▶ _GIVEN RECORDS_
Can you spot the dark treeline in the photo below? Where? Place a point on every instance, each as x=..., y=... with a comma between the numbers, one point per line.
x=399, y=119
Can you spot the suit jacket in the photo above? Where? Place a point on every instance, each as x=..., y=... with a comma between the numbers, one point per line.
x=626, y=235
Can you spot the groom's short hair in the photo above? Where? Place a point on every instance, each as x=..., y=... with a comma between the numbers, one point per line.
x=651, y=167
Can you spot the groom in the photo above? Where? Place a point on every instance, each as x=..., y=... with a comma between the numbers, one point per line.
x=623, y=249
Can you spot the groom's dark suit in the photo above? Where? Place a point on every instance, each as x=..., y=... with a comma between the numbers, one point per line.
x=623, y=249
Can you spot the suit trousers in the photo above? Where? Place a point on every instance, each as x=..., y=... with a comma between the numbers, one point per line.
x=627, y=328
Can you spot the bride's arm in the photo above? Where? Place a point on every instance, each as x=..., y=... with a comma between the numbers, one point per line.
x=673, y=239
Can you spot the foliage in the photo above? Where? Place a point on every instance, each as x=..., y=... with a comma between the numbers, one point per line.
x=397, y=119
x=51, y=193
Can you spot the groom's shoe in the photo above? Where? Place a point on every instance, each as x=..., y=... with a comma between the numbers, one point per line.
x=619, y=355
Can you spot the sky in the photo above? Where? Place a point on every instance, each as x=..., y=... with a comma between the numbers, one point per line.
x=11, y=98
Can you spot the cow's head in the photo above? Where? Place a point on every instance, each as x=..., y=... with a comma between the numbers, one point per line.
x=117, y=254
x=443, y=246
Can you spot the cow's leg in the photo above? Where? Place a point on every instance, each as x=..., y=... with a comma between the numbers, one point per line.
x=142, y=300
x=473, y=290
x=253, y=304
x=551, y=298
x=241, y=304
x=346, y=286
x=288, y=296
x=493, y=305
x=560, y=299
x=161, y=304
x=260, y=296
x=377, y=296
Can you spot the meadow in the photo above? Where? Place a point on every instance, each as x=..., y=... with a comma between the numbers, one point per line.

▶ _YOUR TASK_
Arrange the rows from the very first line through the line containing "x=399, y=119" as a JSON list of strings, one string per line and no blank lines.

▶ _ANSWER TO THE EXERCISE_
[
  "Can you spot the dark treeline in the photo below? Where? Place a point on every instance, each as x=..., y=... with a comma between the numbers, one point per line.",
  "x=399, y=119"
]